» **SET EXERCISE**
Extract the complete data exactly as given.

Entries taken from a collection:
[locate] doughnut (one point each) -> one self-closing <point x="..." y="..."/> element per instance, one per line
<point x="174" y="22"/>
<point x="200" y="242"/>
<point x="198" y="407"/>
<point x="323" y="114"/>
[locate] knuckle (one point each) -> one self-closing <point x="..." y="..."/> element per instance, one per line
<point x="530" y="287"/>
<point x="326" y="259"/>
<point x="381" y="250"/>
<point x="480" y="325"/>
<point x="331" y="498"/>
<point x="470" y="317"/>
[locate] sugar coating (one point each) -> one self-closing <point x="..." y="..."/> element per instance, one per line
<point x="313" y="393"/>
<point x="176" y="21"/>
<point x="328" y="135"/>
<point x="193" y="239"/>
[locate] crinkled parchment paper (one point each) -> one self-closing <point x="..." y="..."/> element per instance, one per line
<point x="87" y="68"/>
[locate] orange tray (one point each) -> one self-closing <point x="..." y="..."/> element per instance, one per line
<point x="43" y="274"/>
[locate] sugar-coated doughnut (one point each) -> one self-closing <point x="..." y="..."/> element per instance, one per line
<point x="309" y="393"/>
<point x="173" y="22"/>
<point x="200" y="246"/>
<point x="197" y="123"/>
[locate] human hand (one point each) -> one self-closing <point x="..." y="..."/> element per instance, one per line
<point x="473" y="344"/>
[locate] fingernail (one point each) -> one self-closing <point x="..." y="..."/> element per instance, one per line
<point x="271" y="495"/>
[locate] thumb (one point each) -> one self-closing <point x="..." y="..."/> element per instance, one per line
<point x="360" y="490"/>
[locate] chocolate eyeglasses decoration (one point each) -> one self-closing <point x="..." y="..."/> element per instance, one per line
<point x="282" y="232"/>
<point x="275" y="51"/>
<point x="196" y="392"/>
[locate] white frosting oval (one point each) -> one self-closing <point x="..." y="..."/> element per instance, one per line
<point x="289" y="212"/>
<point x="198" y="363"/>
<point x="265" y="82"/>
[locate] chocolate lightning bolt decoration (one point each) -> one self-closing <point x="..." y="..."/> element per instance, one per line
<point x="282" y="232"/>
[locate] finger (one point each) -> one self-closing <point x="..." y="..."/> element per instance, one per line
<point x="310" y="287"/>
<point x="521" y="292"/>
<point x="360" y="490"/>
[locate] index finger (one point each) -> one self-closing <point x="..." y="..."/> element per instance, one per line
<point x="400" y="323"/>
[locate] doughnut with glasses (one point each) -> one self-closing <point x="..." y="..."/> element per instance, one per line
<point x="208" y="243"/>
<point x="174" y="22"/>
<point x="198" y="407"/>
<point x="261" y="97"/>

» **WRITTEN RESPONSE**
[locate] doughnut (one point each) -> one self-closing <point x="..." y="..."/> element per instance, one per line
<point x="174" y="22"/>
<point x="200" y="242"/>
<point x="198" y="407"/>
<point x="323" y="114"/>
[locate] knuckle (one point each) -> one self-closing <point x="..." y="..."/> element per instance, one per line
<point x="530" y="287"/>
<point x="326" y="259"/>
<point x="381" y="250"/>
<point x="480" y="325"/>
<point x="331" y="498"/>
<point x="470" y="317"/>
[locate] sugar coating (one point each) -> one self-closing <point x="..." y="..."/> element per instance, one per line
<point x="313" y="393"/>
<point x="176" y="21"/>
<point x="328" y="135"/>
<point x="193" y="239"/>
[locate] crinkled parchment paper (one point each) -> one self-closing <point x="..." y="..."/> element per instance, one per line
<point x="87" y="68"/>
[locate] orange tray (one point each) -> one self-closing <point x="..." y="..."/> element per instance, one per line
<point x="43" y="274"/>
[locate] sugar-coated doughnut (one point each) -> one self-closing <point x="..." y="..."/> element per instance, one per line
<point x="309" y="393"/>
<point x="173" y="22"/>
<point x="200" y="246"/>
<point x="197" y="123"/>
[locate] human hand (one point each) -> one self-closing <point x="..." y="..."/> element per instance, one per line
<point x="473" y="344"/>
[locate] fingernail (one point each) -> one self-closing <point x="..." y="..."/> element per instance, one per line
<point x="271" y="495"/>
[locate] thumb (one point each) -> one self-closing <point x="..." y="..."/> element per instance, one per line
<point x="360" y="490"/>
[locate] chocolate eyeglasses decoration (one point each) -> one self-closing <point x="..." y="..."/> element per instance, one per line
<point x="282" y="232"/>
<point x="275" y="51"/>
<point x="196" y="392"/>
[locate] white frosting oval (one point each) -> one self-closing <point x="..." y="..."/> element per instance, one per line
<point x="289" y="212"/>
<point x="198" y="363"/>
<point x="265" y="82"/>
[locate] chocolate lightning bolt decoration (one point each) -> one self-closing <point x="..." y="..."/> element per instance, one per line
<point x="282" y="232"/>
[locate] finger (one point each) -> one self-closing <point x="..." y="..."/> element per instance, one per line
<point x="310" y="287"/>
<point x="521" y="292"/>
<point x="360" y="490"/>
[locate] index finger (one point each) -> one self-closing <point x="..." y="..."/> element per instance, one per line
<point x="400" y="323"/>
[locate] doughnut with glasses (one point each) -> one self-closing <point x="..." y="..."/> element per instance, one per line
<point x="208" y="243"/>
<point x="174" y="22"/>
<point x="198" y="407"/>
<point x="261" y="97"/>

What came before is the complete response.